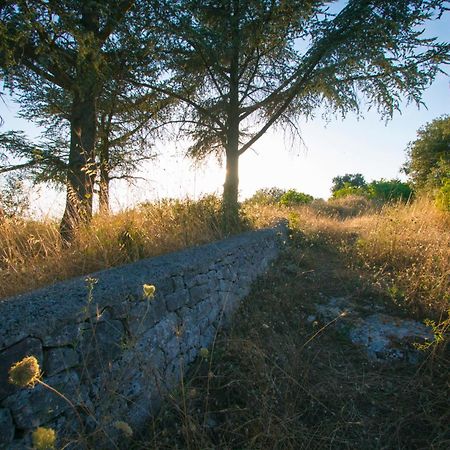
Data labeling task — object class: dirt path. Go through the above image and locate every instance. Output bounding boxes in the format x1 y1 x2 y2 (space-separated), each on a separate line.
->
135 228 449 449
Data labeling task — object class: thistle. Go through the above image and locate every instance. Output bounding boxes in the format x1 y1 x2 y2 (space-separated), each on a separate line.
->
8 356 41 388
32 427 56 450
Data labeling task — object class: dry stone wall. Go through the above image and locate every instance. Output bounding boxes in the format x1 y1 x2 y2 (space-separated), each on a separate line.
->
0 223 286 449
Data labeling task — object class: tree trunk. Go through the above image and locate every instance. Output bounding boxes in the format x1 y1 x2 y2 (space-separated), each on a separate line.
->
222 1 241 233
60 91 97 243
222 123 240 232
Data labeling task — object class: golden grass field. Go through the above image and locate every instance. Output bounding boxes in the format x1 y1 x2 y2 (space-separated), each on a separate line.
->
1 195 448 449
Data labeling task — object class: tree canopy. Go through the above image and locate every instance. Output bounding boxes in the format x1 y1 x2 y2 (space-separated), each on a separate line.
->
1 0 449 235
331 173 367 192
0 0 163 240
403 115 450 190
138 0 449 229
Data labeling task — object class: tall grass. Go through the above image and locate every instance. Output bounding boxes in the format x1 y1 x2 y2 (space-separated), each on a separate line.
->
136 196 449 449
350 197 449 319
0 196 227 299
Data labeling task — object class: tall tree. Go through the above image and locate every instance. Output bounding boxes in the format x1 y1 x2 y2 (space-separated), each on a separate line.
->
0 0 153 241
141 0 449 230
403 115 450 190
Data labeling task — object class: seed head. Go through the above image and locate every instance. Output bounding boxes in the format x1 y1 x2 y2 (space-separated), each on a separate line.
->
143 284 156 299
9 356 41 388
114 420 133 437
32 427 56 450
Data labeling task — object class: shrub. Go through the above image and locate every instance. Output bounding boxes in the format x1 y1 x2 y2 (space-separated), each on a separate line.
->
435 179 450 211
245 187 287 205
279 189 313 206
332 183 368 199
368 179 413 203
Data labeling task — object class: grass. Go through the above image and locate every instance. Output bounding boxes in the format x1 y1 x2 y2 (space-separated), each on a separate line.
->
0 196 229 299
1 194 448 448
132 196 449 449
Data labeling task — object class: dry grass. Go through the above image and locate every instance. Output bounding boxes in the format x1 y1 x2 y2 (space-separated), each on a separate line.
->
0 196 228 299
133 197 449 450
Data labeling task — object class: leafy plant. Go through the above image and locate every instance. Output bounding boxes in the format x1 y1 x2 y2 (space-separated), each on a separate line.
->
279 189 313 206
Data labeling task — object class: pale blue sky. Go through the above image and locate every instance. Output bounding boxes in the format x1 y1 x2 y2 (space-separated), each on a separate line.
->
1 4 449 216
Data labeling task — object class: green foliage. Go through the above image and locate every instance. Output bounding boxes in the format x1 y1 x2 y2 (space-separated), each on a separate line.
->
331 179 413 204
368 179 413 203
331 174 367 193
279 189 313 206
245 188 287 205
332 183 368 199
404 115 450 190
435 179 450 211
0 174 30 218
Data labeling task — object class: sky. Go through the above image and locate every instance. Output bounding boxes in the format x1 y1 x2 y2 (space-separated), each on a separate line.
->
0 5 449 218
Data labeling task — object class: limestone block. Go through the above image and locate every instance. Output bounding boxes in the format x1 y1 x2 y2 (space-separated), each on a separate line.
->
3 371 81 429
0 408 14 448
127 298 167 337
171 275 185 291
189 284 211 304
44 347 80 377
165 289 189 312
42 323 88 347
77 320 124 373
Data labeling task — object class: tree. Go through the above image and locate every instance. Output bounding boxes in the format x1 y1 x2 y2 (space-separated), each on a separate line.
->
3 72 173 214
141 0 449 230
0 0 156 241
368 179 413 202
403 115 450 190
331 173 367 193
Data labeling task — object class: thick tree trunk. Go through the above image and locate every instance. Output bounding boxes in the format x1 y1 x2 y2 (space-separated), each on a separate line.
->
60 91 97 243
222 123 240 232
222 2 241 233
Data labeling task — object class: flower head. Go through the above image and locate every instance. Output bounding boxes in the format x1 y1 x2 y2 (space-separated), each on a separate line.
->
9 356 41 388
32 427 56 450
200 347 209 359
143 284 156 299
113 420 133 437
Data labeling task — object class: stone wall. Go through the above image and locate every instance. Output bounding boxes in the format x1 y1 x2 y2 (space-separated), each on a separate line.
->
0 223 286 449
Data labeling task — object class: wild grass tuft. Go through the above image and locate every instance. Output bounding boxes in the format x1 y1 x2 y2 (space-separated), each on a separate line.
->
0 196 228 299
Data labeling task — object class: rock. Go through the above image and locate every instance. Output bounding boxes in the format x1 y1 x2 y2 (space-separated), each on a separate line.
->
3 371 82 429
44 347 80 377
349 313 434 363
0 408 14 448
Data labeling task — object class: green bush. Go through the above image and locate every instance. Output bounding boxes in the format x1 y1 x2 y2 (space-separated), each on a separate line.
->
368 179 413 203
332 183 368 199
279 189 314 206
245 188 287 205
435 179 450 211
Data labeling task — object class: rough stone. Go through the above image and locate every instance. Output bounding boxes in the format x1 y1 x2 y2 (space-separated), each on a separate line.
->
349 313 434 363
77 320 124 373
44 347 80 377
41 323 88 347
0 337 43 401
165 289 189 312
0 408 14 448
3 370 81 429
188 284 211 303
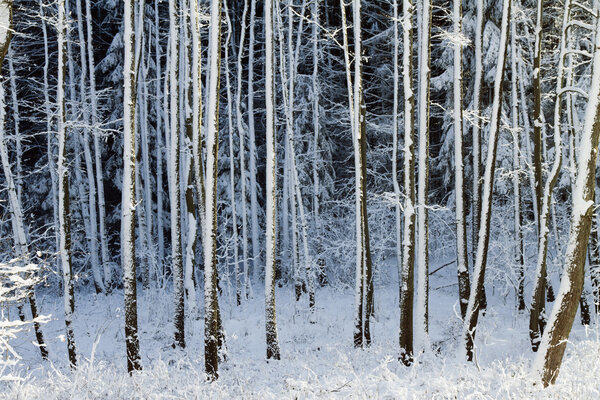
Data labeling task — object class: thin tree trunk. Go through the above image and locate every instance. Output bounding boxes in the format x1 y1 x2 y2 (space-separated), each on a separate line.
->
529 0 568 352
169 0 185 349
224 2 241 306
154 0 165 283
510 13 525 312
248 0 260 281
416 0 432 348
453 0 470 320
75 0 104 294
265 0 281 361
56 0 77 367
122 0 142 373
235 0 250 300
464 0 511 362
399 0 416 366
85 0 110 290
471 0 484 268
204 0 224 378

### What is being asked
Report every line of the entries that carries the word "head".

### Solution to this problem
Data labeling task — object class: seed head. Go through the above image and locate every instance. Output bounding boxes in the format x1 y1 x2 y2 (space-separated), each on a separate line.
Data labeling task — object class: flower head. Go through the above image and locate every instance. Output bounding boxes in the format x1 y1 x2 y2 (space-separated), each on a separate line.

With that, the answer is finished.